▶ _MATERIAL SUPPLIED_:
========================================

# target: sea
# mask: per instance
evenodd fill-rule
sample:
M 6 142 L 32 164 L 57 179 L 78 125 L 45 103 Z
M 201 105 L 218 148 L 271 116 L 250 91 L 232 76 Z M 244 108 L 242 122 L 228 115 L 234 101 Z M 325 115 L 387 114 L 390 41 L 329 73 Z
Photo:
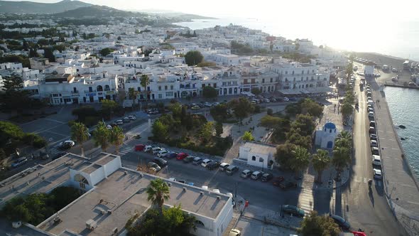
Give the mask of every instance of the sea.
M 338 50 L 379 53 L 419 61 L 419 21 L 354 23 L 352 28 L 348 28 L 306 21 L 282 23 L 271 19 L 231 17 L 192 20 L 175 24 L 196 30 L 215 26 L 226 26 L 230 23 L 288 39 L 308 38 L 315 45 Z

========================================

▶ _WORK TO COMPLETE_: Rewrite each item with "sea" changed to "ocean" and everything else kept the same. Leave out the pictures.

▶ _TASK SOLUTION_:
# target: ocean
# mask: per instance
evenodd fill-rule
sample:
M 6 142 L 32 164 L 57 179 L 78 125 L 45 103 Z
M 201 105 L 218 148 L 271 116 L 250 91 L 232 76 Z M 244 108 L 242 122 L 228 115 L 234 101 Z M 325 115 L 387 114 L 390 41 L 329 73 Z
Photo:
Give the mask of every instance of the ocean.
M 338 50 L 379 53 L 419 61 L 419 21 L 354 23 L 352 28 L 348 28 L 306 21 L 282 23 L 271 19 L 231 17 L 192 20 L 175 24 L 196 30 L 215 26 L 226 26 L 230 23 L 288 39 L 308 38 L 315 45 Z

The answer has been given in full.